━━━━━ DOCUMENT TEXT ━━━━━

In this study, a detailed plan for the experiment is developed to characterize methane explosion characteristics under different geometric configurations. The methane concentration of 9.5% was chosen to represent the stoichiometric condition. Under this concentration, seven groups of tests were conducted with and without geometrical changes. The geometric changes tested include four major types of bends with the bending angles of 50°, 90°, 120°, and 140°; and obstacles with three blockage-ratios of 25%, 50%, and 75%. Tests were repeated with an “acceleration spiral” used to characterize the explosion in airways with obstructions within the gas-filled section. The flame could be accelerated due to a further stretching of the flame front in the vicinity of the spiral [12]. The results of the experiments with the presence of an acceleration spiral will not be included, but will be used as a reference to the 2D numerical simulations. Each scenario was repeated three times to increase accuracy. For detailed instruction of experimental instruments and procedure please refer to our previous work [13].

2.4. Experimental Results

The maximum recorded overpressures upstream and downstream of a selected geometric change in each prescribed scenarios are listed in

Table 1. Experimental overpressures and Attenuation Factors (Pa/Pa).

Bends and BRs	Upstream (P0)/Pa	Downstream (P1)/Pa	η *
50° Bending	90,604	50,098	1.726
90° Bending	43,037	41,284	1.131
120° Bending	213,920	304,181	0.703
140° Bending	76,571	85,128	0.945
BR 25%	99,981	90,871	1.1
BR 50%	93,003	70,116	1.326
BR 75%	33,224	18,878	1.759

* η refers to the attenuation factor defined by η = P₀/P₁ [6]. BR represents the blockage ratio.

.

As shown by the experimental attenuation factor (η) for bends in Table 1, this factor is observed to be inversely proportional to bending, with ranges between 0° and 120°. The blockage effect is more obvious in smaller angles, and the attenuation factor drops below one in bending angles of 120° and 140°, before it increases back to one at 180°. The greatest η value of 1.726 is found at a 50° bend, since the blast-wave can hardly go through it, and reflections are also constrained by this geometry.

For obstacles with different blockage-ratios (BR), the trend of the attenuation factor change is simpler than those found in bends, it increases with the BR monotonically. The greatest η recorded is 1.759 obtained when the BR is equal to 75%. The observation suggests that larger blockage ratios tend to attenuate a blast-wave more significantly. Future experimental investigation needs to be conducted for more cases having a wider range of bending angles, which is beyond the scope of this research.

━━━━━

Rewrite the stretch of the methane explosion text from "For obstacles with" through "of this research.", putting "steadily" in place of "monotonically".

━━━━━ RECORDS SHOWN ━━━━━

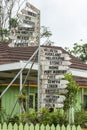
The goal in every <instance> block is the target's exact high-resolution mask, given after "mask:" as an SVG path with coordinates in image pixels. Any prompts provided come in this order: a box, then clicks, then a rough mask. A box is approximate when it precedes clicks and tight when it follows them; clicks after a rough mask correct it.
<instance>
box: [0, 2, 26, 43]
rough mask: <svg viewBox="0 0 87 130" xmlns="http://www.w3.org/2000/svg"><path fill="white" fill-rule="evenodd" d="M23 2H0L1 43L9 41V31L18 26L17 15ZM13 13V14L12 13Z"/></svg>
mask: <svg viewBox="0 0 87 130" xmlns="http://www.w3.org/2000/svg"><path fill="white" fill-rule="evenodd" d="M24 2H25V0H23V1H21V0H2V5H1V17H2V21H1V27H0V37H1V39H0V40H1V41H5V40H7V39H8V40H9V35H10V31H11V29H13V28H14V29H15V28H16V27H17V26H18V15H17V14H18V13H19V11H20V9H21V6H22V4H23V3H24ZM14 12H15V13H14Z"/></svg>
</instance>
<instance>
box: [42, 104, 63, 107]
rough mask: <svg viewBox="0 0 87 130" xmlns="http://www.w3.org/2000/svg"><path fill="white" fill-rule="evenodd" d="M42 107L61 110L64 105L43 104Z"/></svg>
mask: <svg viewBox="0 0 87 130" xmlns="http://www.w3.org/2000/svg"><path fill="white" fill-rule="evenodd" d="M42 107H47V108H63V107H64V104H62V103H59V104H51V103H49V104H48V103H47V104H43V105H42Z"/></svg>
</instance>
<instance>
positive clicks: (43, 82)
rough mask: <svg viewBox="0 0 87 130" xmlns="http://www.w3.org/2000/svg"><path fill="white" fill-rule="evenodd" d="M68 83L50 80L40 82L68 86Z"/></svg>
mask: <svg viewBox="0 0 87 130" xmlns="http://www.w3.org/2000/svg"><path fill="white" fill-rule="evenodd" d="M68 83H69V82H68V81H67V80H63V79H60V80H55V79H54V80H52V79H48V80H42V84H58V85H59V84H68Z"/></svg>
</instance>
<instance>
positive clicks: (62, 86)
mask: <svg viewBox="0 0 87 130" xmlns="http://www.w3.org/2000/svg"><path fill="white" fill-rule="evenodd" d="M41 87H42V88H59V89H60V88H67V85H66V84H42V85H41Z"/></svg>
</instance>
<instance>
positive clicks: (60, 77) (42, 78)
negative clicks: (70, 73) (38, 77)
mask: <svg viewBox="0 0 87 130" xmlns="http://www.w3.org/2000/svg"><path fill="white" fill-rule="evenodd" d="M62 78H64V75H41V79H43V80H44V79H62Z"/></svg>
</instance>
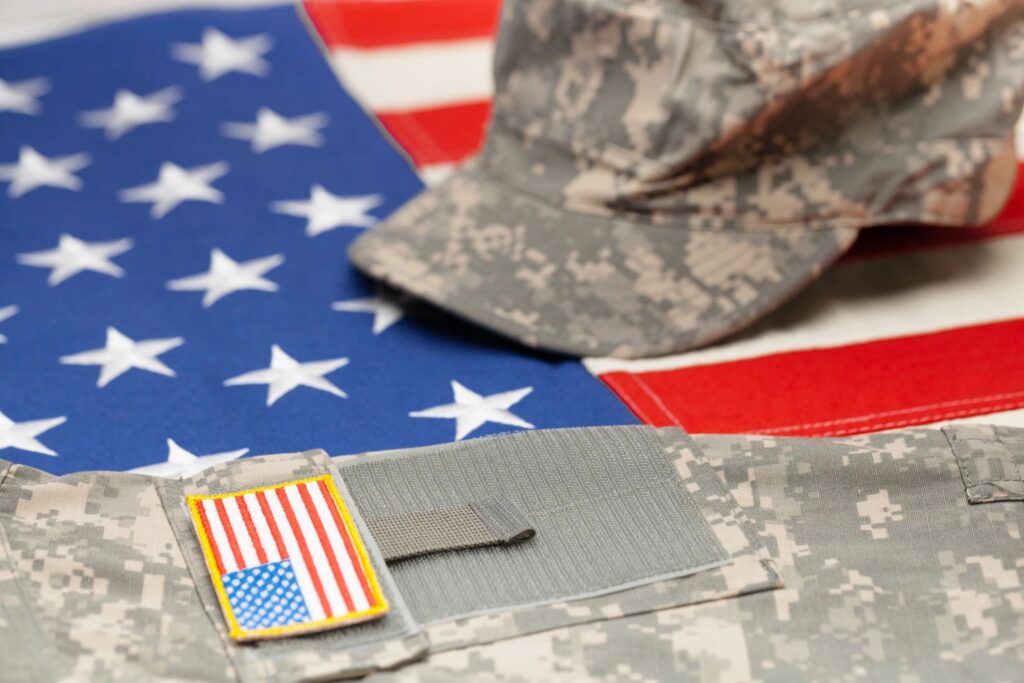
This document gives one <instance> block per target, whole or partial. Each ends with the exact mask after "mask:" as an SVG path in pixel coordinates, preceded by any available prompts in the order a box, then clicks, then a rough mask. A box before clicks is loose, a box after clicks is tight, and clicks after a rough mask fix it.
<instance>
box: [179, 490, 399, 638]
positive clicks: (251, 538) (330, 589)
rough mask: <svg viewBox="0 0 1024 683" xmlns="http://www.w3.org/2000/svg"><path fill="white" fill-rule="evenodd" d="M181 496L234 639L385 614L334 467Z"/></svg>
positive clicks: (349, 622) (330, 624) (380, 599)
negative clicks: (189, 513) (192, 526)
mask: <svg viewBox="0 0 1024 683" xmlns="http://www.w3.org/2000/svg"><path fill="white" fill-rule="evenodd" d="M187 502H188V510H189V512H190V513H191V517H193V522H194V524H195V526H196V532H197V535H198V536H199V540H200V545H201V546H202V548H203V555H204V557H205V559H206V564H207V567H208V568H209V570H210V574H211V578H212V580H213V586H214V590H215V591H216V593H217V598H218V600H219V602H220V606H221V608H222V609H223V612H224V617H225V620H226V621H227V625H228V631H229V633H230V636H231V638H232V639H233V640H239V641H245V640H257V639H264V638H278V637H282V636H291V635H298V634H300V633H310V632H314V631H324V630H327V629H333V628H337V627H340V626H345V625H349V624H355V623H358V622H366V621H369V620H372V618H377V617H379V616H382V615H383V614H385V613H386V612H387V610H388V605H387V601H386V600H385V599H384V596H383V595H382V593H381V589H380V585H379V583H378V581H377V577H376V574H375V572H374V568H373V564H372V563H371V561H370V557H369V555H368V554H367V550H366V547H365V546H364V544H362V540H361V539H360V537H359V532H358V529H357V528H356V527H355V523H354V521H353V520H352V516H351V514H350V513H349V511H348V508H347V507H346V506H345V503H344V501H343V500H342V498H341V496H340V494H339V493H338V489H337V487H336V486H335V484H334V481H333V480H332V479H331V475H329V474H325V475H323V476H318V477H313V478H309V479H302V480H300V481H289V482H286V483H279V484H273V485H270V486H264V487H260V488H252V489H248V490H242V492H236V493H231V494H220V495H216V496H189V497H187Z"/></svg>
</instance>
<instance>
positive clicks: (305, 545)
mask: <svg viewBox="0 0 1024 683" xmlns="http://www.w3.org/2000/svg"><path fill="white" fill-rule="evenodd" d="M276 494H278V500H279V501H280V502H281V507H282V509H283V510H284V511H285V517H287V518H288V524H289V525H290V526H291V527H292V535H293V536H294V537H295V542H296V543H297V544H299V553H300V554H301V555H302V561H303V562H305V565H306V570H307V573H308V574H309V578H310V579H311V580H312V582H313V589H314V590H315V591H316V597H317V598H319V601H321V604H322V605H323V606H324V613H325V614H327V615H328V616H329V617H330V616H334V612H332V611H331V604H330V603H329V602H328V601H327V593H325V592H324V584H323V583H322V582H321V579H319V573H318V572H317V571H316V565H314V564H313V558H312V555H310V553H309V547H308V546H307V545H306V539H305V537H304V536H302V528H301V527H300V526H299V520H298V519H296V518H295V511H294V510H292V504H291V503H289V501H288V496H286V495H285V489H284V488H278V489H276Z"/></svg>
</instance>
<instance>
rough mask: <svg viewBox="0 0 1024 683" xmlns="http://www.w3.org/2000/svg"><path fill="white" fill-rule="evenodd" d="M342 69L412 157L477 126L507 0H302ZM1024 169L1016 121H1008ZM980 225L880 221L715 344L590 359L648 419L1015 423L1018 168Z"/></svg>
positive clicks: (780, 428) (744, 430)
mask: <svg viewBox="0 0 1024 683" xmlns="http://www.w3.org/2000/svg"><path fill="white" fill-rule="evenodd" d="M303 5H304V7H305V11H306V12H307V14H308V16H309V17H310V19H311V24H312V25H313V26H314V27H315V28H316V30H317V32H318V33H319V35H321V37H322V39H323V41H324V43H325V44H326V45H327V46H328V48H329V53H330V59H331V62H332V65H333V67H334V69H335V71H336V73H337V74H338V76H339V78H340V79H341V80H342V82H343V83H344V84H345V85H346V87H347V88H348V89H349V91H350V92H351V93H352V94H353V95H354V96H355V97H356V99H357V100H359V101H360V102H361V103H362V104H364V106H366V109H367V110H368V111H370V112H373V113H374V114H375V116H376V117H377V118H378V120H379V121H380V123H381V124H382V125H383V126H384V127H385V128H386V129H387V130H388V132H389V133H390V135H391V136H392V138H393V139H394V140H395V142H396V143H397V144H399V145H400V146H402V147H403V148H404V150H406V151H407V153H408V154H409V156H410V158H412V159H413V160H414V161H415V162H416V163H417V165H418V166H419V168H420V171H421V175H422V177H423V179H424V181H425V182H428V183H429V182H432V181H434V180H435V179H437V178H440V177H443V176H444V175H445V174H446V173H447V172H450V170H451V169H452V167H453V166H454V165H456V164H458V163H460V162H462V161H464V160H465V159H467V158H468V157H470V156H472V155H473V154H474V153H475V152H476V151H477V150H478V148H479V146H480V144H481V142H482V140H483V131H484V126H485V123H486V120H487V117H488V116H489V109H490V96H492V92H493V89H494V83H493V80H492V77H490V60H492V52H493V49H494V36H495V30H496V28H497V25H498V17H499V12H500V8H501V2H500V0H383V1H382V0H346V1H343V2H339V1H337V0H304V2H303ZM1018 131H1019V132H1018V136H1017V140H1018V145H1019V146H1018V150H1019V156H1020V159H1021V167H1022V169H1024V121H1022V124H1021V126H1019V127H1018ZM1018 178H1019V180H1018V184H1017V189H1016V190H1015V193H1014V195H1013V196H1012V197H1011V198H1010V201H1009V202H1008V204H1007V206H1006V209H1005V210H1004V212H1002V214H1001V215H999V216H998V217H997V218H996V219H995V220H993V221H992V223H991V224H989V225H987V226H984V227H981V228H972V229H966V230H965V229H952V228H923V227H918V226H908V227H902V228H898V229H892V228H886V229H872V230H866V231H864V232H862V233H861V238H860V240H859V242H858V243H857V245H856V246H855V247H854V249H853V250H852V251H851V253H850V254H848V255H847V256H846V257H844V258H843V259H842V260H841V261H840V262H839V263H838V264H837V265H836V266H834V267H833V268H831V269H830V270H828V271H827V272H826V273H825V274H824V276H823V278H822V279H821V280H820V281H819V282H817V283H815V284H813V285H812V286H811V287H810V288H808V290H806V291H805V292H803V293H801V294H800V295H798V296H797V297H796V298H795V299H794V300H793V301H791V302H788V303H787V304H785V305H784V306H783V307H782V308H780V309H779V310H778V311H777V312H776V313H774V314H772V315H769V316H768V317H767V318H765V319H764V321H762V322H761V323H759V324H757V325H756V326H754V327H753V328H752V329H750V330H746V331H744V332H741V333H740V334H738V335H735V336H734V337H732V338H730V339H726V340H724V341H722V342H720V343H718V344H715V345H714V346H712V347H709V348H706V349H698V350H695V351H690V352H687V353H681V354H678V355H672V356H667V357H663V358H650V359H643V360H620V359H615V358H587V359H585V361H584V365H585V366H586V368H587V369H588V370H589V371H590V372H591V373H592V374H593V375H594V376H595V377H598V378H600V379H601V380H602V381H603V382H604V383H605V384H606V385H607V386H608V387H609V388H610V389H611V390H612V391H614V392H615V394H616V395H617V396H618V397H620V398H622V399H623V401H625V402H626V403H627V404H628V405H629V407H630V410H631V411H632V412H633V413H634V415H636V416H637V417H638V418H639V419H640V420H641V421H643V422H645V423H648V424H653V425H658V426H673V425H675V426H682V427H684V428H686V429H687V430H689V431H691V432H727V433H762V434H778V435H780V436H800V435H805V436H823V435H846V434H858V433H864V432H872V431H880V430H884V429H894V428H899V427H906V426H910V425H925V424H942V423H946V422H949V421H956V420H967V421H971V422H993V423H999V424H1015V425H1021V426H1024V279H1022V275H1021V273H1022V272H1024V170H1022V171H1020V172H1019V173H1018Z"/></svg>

━━━━━

SOLUTION:
For obstacles with different blockage-ratios (BR), the trend of the attenuation factor change is simpler than those found in bends, it increases with the BR steadily. The greatest η recorded is 1.759 obtained when the BR is equal to 75%. The observation suggests that larger blockage ratios tend to attenuate a blast-wave more significantly. Future experimental investigation needs to be conducted for more cases having a wider range of bending angles, which is beyond the scope of this research.